**Problem description:** Recast the records below as a Markdown table with the columns Row and Line, one line per row, from the line containing "waterfall in this photo and return bounding boxes" down to the line containing "[582,512,740,661]", both included. Skip blank lines and leave the pictures out.

Entries for labeling with bounding boxes:

*****

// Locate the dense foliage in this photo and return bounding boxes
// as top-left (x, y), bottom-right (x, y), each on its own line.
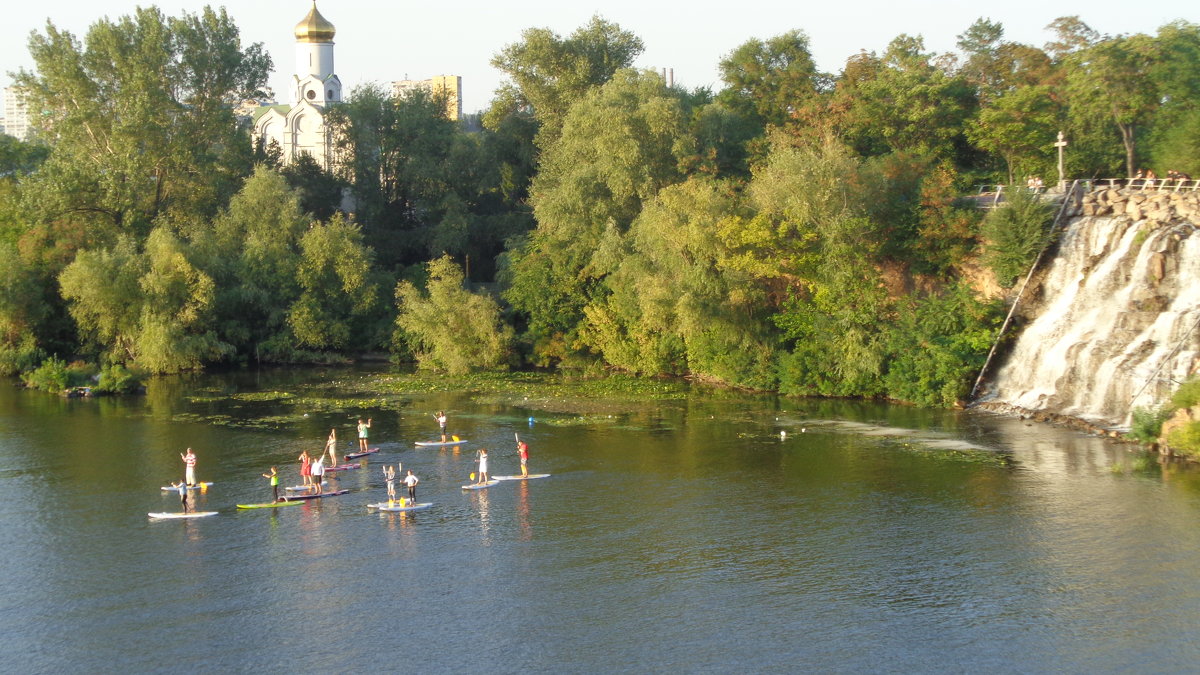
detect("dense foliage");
top-left (0, 7), bottom-right (1200, 406)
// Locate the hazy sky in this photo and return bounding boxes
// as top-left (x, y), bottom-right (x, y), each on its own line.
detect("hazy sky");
top-left (0, 0), bottom-right (1200, 113)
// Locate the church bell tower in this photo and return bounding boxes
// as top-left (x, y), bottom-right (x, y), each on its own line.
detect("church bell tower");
top-left (292, 0), bottom-right (342, 107)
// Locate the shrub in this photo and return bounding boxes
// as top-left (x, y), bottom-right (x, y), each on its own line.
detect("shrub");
top-left (20, 357), bottom-right (71, 393)
top-left (1129, 406), bottom-right (1171, 442)
top-left (1166, 422), bottom-right (1200, 456)
top-left (982, 190), bottom-right (1054, 286)
top-left (96, 363), bottom-right (142, 394)
top-left (1171, 378), bottom-right (1200, 411)
top-left (0, 336), bottom-right (46, 375)
top-left (394, 256), bottom-right (512, 375)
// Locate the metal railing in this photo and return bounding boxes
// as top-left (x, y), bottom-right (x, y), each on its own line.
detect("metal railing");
top-left (970, 179), bottom-right (1084, 400)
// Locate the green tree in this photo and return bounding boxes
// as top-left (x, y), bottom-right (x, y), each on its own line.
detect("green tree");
top-left (980, 190), bottom-right (1054, 287)
top-left (59, 228), bottom-right (229, 372)
top-left (835, 35), bottom-right (974, 160)
top-left (581, 178), bottom-right (775, 389)
top-left (505, 71), bottom-right (692, 362)
top-left (326, 84), bottom-right (458, 268)
top-left (1067, 35), bottom-right (1160, 177)
top-left (16, 7), bottom-right (270, 234)
top-left (280, 153), bottom-right (342, 220)
top-left (394, 256), bottom-right (512, 375)
top-left (966, 85), bottom-right (1063, 185)
top-left (719, 30), bottom-right (828, 126)
top-left (288, 215), bottom-right (379, 350)
top-left (188, 166), bottom-right (312, 360)
top-left (490, 16), bottom-right (644, 149)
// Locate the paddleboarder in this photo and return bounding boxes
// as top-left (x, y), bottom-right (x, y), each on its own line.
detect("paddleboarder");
top-left (179, 448), bottom-right (196, 486)
top-left (311, 455), bottom-right (325, 495)
top-left (383, 464), bottom-right (396, 504)
top-left (170, 480), bottom-right (191, 513)
top-left (404, 468), bottom-right (420, 506)
top-left (517, 441), bottom-right (529, 478)
top-left (433, 411), bottom-right (446, 443)
top-left (475, 448), bottom-right (487, 485)
top-left (325, 429), bottom-right (337, 466)
top-left (359, 417), bottom-right (371, 453)
top-left (263, 466), bottom-right (280, 501)
top-left (296, 450), bottom-right (312, 488)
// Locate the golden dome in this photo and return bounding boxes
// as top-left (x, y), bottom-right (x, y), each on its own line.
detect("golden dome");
top-left (295, 0), bottom-right (335, 42)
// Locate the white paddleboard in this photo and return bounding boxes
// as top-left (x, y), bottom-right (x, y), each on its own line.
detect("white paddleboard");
top-left (146, 510), bottom-right (217, 520)
top-left (162, 483), bottom-right (212, 492)
top-left (367, 502), bottom-right (433, 512)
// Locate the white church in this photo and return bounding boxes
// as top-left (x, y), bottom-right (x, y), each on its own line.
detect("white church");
top-left (251, 0), bottom-right (462, 169)
top-left (252, 0), bottom-right (342, 169)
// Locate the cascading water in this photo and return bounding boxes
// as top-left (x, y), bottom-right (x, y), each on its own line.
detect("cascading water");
top-left (984, 205), bottom-right (1200, 428)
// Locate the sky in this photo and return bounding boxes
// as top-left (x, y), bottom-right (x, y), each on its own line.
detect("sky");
top-left (0, 0), bottom-right (1200, 113)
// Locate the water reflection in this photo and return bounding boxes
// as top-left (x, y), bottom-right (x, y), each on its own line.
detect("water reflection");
top-left (0, 371), bottom-right (1200, 673)
top-left (516, 480), bottom-right (533, 542)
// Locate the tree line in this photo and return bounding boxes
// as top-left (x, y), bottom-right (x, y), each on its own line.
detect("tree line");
top-left (0, 7), bottom-right (1200, 405)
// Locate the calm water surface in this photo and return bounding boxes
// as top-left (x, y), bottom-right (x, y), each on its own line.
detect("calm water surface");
top-left (0, 371), bottom-right (1200, 673)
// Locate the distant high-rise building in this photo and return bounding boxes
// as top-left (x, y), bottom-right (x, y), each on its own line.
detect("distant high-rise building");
top-left (391, 74), bottom-right (462, 120)
top-left (4, 86), bottom-right (29, 141)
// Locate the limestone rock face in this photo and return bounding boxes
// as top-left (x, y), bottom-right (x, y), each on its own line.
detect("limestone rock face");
top-left (982, 186), bottom-right (1200, 425)
top-left (1158, 406), bottom-right (1200, 446)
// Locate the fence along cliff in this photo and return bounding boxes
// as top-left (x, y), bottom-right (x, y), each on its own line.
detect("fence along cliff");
top-left (983, 186), bottom-right (1200, 428)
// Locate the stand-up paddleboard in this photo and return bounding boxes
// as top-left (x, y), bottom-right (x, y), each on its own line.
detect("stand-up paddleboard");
top-left (162, 483), bottom-right (212, 492)
top-left (325, 462), bottom-right (362, 471)
top-left (367, 502), bottom-right (433, 512)
top-left (238, 501), bottom-right (304, 508)
top-left (280, 490), bottom-right (349, 502)
top-left (284, 480), bottom-right (329, 492)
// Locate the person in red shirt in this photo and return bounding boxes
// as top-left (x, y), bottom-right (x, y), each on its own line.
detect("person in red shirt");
top-left (517, 441), bottom-right (529, 478)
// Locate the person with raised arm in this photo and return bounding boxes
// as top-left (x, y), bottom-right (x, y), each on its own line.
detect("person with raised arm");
top-left (359, 417), bottom-right (371, 453)
top-left (179, 448), bottom-right (196, 488)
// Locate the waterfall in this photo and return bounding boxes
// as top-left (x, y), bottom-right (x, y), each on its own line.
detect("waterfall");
top-left (985, 215), bottom-right (1200, 428)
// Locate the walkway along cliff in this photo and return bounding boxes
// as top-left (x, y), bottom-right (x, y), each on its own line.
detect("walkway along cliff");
top-left (979, 186), bottom-right (1200, 429)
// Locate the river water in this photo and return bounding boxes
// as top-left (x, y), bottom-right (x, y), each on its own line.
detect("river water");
top-left (0, 371), bottom-right (1200, 673)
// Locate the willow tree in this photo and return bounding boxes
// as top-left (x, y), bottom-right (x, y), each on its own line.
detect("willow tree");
top-left (394, 256), bottom-right (512, 375)
top-left (505, 70), bottom-right (690, 363)
top-left (488, 16), bottom-right (644, 149)
top-left (16, 7), bottom-right (271, 230)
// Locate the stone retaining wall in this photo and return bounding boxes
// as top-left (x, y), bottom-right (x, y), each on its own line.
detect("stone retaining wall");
top-left (1067, 187), bottom-right (1200, 225)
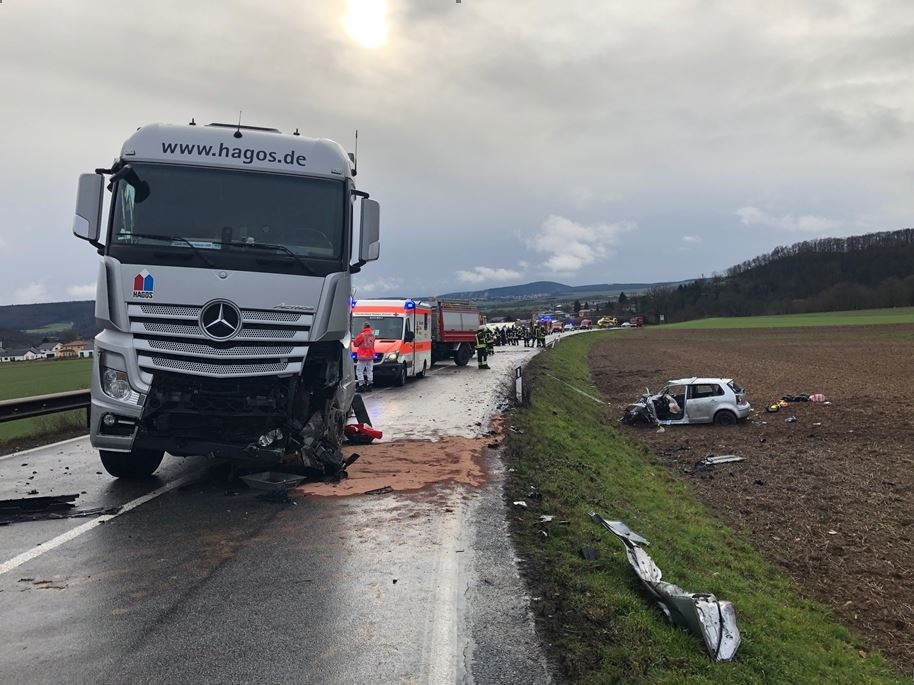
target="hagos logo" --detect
[133,269,155,300]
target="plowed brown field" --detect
[590,326,914,672]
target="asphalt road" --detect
[0,338,564,683]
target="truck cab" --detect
[351,300,432,386]
[73,122,380,477]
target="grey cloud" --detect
[0,0,914,299]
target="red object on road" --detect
[343,423,384,440]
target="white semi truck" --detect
[73,122,380,478]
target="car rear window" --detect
[691,383,724,399]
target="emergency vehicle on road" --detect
[351,298,479,385]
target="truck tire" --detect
[454,343,473,366]
[394,364,406,388]
[98,449,165,480]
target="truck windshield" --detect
[109,164,346,261]
[352,316,403,340]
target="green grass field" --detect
[664,307,914,330]
[0,359,92,452]
[505,335,896,684]
[25,321,73,335]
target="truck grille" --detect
[127,304,314,378]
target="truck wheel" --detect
[714,409,736,426]
[98,449,165,480]
[454,343,473,366]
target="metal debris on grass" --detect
[578,547,600,561]
[684,454,745,474]
[582,512,740,661]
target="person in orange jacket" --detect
[354,321,374,392]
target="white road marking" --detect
[0,471,200,576]
[0,433,89,461]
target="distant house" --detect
[54,340,86,359]
[33,341,63,359]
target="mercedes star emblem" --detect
[200,300,241,340]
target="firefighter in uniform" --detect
[476,326,491,369]
[354,321,374,392]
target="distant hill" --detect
[0,300,98,343]
[440,281,678,300]
[639,228,914,321]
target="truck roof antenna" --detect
[352,129,359,176]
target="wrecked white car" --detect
[622,378,752,426]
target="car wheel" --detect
[98,449,165,480]
[714,409,736,426]
[454,343,473,366]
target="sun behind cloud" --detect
[341,0,387,48]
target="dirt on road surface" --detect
[590,326,914,670]
[291,437,494,497]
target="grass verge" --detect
[0,359,92,454]
[506,335,908,683]
[664,307,914,330]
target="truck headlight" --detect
[102,368,130,400]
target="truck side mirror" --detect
[73,174,105,247]
[359,198,381,264]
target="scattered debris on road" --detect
[590,512,740,661]
[241,471,305,492]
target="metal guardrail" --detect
[0,390,91,423]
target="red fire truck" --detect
[352,298,479,385]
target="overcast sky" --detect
[0,0,914,304]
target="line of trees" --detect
[638,228,914,321]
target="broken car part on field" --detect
[590,512,740,661]
[684,454,743,473]
[620,377,752,427]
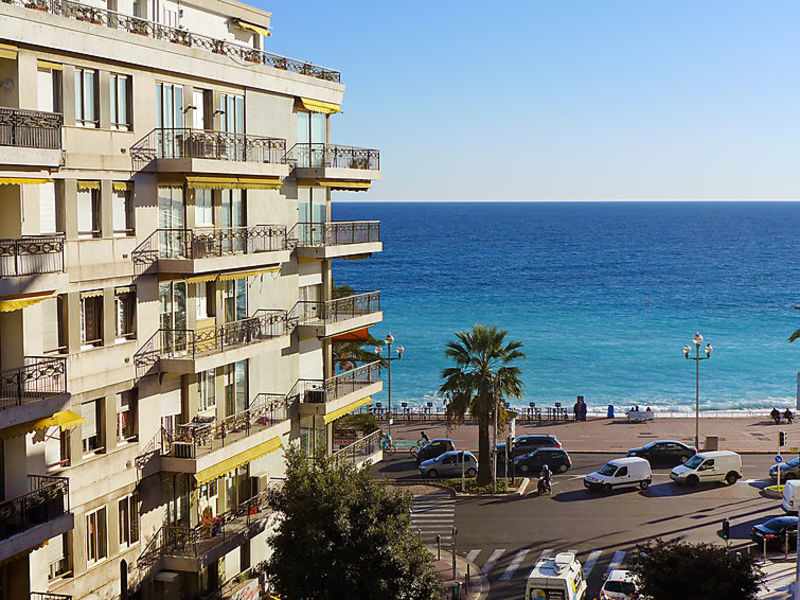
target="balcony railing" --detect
[0,234,65,277]
[287,144,381,171]
[0,475,69,540]
[0,356,67,409]
[3,0,341,83]
[163,393,289,458]
[0,108,64,150]
[130,128,286,164]
[290,292,381,325]
[287,221,381,247]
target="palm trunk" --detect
[478,416,492,485]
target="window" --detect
[81,290,103,347]
[109,73,131,131]
[119,493,139,547]
[114,286,136,340]
[117,388,138,442]
[75,69,99,127]
[111,181,134,237]
[78,181,100,239]
[86,507,108,565]
[81,399,103,454]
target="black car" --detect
[514,448,572,477]
[416,438,455,465]
[628,440,697,467]
[750,515,797,548]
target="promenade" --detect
[388,417,800,454]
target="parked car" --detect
[750,515,797,548]
[600,569,639,600]
[419,450,478,477]
[416,438,455,465]
[769,457,800,481]
[628,440,697,467]
[669,450,742,485]
[514,448,572,476]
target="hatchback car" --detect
[750,515,797,548]
[416,438,455,465]
[419,450,478,477]
[628,440,697,467]
[514,448,572,476]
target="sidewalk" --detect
[390,417,800,454]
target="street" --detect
[373,453,783,599]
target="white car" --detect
[600,569,639,600]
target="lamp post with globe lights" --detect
[683,332,714,452]
[375,331,406,438]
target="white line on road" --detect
[500,548,530,581]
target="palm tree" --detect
[439,325,525,485]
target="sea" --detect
[333,202,800,415]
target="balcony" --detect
[130,128,289,180]
[287,144,381,191]
[0,107,64,167]
[0,233,67,297]
[4,0,341,83]
[0,475,73,560]
[290,292,383,337]
[296,361,383,424]
[287,221,383,260]
[0,356,69,429]
[131,225,290,275]
[161,393,291,480]
[133,309,294,378]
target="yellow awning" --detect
[322,396,372,425]
[219,267,281,281]
[0,410,86,440]
[194,436,281,484]
[0,178,53,185]
[297,98,342,115]
[0,291,56,312]
[234,19,272,37]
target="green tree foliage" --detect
[269,448,441,600]
[631,539,764,600]
[439,325,525,485]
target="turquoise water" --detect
[334,202,800,411]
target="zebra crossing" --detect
[411,492,456,544]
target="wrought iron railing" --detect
[130,128,286,164]
[0,356,67,409]
[287,221,381,247]
[0,108,64,150]
[162,393,289,459]
[9,0,341,83]
[0,233,65,277]
[289,292,381,325]
[0,475,69,540]
[286,144,381,171]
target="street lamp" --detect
[375,331,406,438]
[683,332,714,452]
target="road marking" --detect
[467,548,481,562]
[583,550,600,579]
[481,548,506,575]
[500,548,530,581]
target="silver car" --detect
[419,450,478,477]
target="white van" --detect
[523,552,586,600]
[583,456,653,492]
[669,450,742,485]
[781,479,800,515]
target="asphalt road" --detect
[373,453,783,600]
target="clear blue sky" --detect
[253,0,800,200]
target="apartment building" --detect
[0,0,382,600]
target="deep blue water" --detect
[333,202,800,409]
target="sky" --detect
[256,0,800,201]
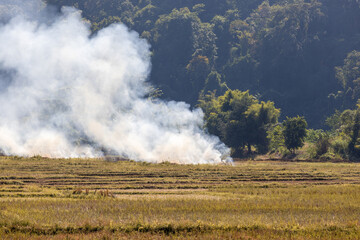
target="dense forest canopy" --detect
[0,0,360,160]
[35,0,360,127]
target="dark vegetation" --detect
[0,157,360,240]
[2,0,360,161]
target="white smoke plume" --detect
[0,0,231,164]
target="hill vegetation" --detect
[0,0,360,161]
[47,0,360,128]
[0,157,360,240]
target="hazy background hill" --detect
[4,0,360,128]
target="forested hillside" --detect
[42,0,360,127]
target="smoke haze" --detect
[0,0,231,164]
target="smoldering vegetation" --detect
[0,1,231,164]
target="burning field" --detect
[0,0,231,164]
[0,157,360,239]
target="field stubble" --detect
[0,157,360,239]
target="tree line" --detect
[3,0,360,159]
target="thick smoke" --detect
[0,1,231,164]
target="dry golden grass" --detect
[0,157,360,239]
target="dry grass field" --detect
[0,157,360,239]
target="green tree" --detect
[283,116,307,153]
[199,90,280,155]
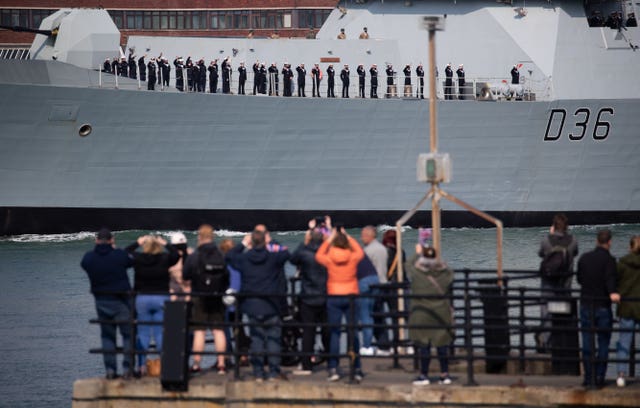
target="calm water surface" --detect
[0,224,640,407]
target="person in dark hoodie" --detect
[290,220,329,375]
[126,235,180,371]
[226,230,290,381]
[80,228,133,380]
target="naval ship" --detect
[0,0,640,235]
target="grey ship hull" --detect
[0,80,640,234]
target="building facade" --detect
[0,0,338,47]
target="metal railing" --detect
[90,269,640,385]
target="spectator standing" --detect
[327,64,336,98]
[577,229,620,386]
[222,230,290,381]
[616,235,640,387]
[456,64,466,101]
[183,224,229,375]
[535,214,578,353]
[296,64,307,98]
[340,64,349,98]
[80,228,133,380]
[416,64,424,99]
[356,64,367,98]
[369,64,378,99]
[126,235,180,371]
[316,226,364,381]
[404,244,453,385]
[290,220,329,375]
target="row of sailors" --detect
[103,54,522,99]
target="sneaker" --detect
[438,375,451,385]
[360,347,376,356]
[412,374,431,385]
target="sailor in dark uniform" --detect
[238,61,247,95]
[311,64,322,98]
[252,61,260,95]
[511,65,520,84]
[282,63,293,96]
[444,63,453,100]
[184,56,195,92]
[456,64,466,100]
[340,64,349,98]
[127,50,138,79]
[267,62,280,96]
[369,64,378,99]
[138,55,147,81]
[402,64,413,98]
[220,57,231,94]
[207,60,218,93]
[416,64,424,99]
[198,58,207,92]
[173,57,184,92]
[385,64,396,98]
[147,58,156,91]
[296,64,307,98]
[356,64,367,98]
[327,64,336,98]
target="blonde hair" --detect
[142,237,164,255]
[629,235,640,254]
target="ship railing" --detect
[99,64,553,101]
[90,269,640,389]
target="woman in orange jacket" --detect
[316,227,364,381]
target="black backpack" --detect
[540,235,573,279]
[194,246,229,302]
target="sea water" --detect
[0,224,640,407]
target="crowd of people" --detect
[81,214,640,387]
[102,50,522,100]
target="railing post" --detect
[464,269,478,386]
[507,286,526,373]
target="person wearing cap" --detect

*****

**The reply:**
| Row | Line |
|---|---|
| 1 | // Locate the waterfall in this photo and return bounding boxes |
| 2 | // as top-left (x, y), bottom-right (x, y), each on its own line. |
| 3 | detect("waterfall"); |
| 4 | top-left (985, 215), bottom-right (1200, 428) |
| 5 | // Locate the walkway along cliff in this photo and return bounding boxes |
| 6 | // as top-left (x, y), bottom-right (x, y), each on its own line. |
| 7 | detect("walkway along cliff"); |
| 8 | top-left (979, 186), bottom-right (1200, 429) |
| 9 | // Locate the river water in this photo and return bounding boxes |
| 10 | // as top-left (x, y), bottom-right (x, y), each on its own line. |
| 11 | detect("river water"); |
| 12 | top-left (0, 371), bottom-right (1200, 673) |
| 13 | // Locate the willow tree in this photo and return bounding boxes |
| 14 | // as top-left (x, y), bottom-right (x, y), each on its own line. |
| 15 | detect("willow tree"); |
| 16 | top-left (394, 256), bottom-right (512, 375) |
| 17 | top-left (505, 70), bottom-right (690, 363) |
| 18 | top-left (488, 16), bottom-right (644, 149) |
| 19 | top-left (16, 7), bottom-right (271, 230) |
| 20 | // Locate the stone retaining wall in this photo and return bounding boxes |
| 21 | // as top-left (x, y), bottom-right (x, y), each on its own line. |
| 22 | detect("stone retaining wall"); |
| 23 | top-left (1067, 187), bottom-right (1200, 225) |
| 24 | target="hagos logo" --detect |
| 25 | [133,269,155,300] |
| 26 | target="plowed brown field" --detect |
| 27 | [590,326,914,672] |
| 28 | target="asphalt road" --detect |
| 29 | [0,338,564,683] |
| 30 | target="truck cab" --detect |
| 31 | [351,300,432,386] |
| 32 | [73,122,380,477] |
| 33 | target="grey cloud" --detect |
| 34 | [0,0,914,299] |
| 35 | target="red object on road" --detect |
| 36 | [343,423,384,440] |
| 37 | target="white semi truck" --detect |
| 38 | [73,122,380,478] |
| 39 | target="car rear window" --detect |
| 40 | [691,383,724,399] |
| 41 | target="emergency vehicle on road" --detect |
| 42 | [351,298,479,385] |
| 43 | target="truck tire" --detect |
| 44 | [454,343,473,366] |
| 45 | [394,364,406,388] |
| 46 | [98,449,165,480] |
| 47 | target="truck windshield" --detect |
| 48 | [109,164,346,261] |
| 49 | [352,316,403,340] |
| 50 | target="green grass field" --detect |
| 51 | [664,307,914,330] |
| 52 | [0,359,92,452] |
| 53 | [505,335,896,684] |
| 54 | [25,321,73,335] |
| 55 | target="truck grille" --detect |
| 56 | [127,304,314,378] |
| 57 | target="truck wheel" --detect |
| 58 | [714,409,736,426] |
| 59 | [98,449,165,480] |
| 60 | [454,343,473,366] |
| 61 | target="metal debris on grass" --detect |
| 62 | [578,547,600,561] |
| 63 | [684,454,745,474] |
| 64 | [582,512,740,661] |